Description of the task: Render the data below as a numbered list with no blank lines, and leave the pictures out of your answer.

--- The records ---

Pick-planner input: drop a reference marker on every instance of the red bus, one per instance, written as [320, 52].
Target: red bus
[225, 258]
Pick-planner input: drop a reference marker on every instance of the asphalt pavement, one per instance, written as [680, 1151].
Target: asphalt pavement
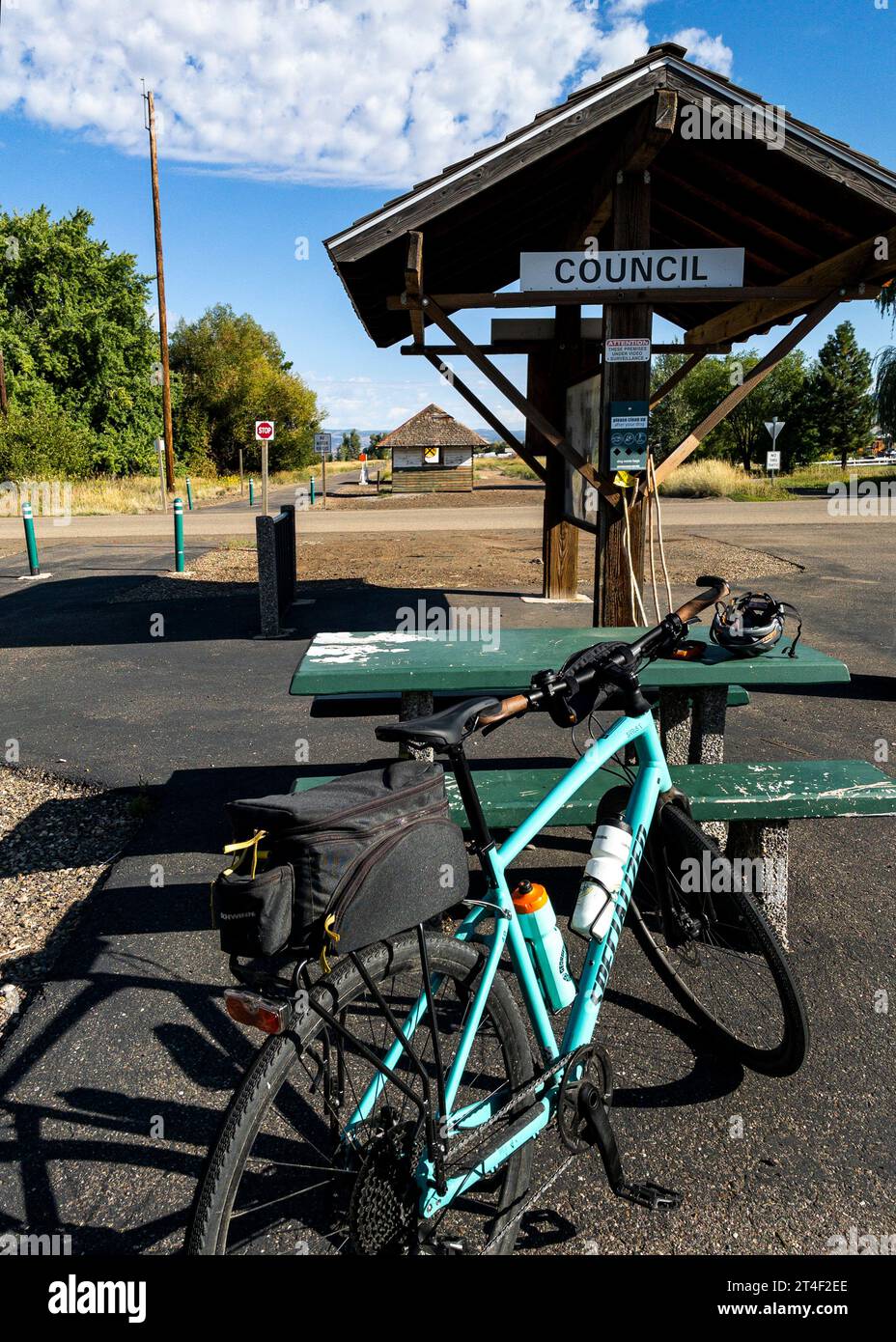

---

Final result:
1. Pick-planner input: drop a reference marker on every instance of the red bus, one per instance, written as [320, 52].
2. Target: red bus
3. [225, 258]
4. Pick-planner input: drop a reference marker on every instance of the asphalt pavement, one per instance, written as [680, 1151].
5. Target: asphalt pavement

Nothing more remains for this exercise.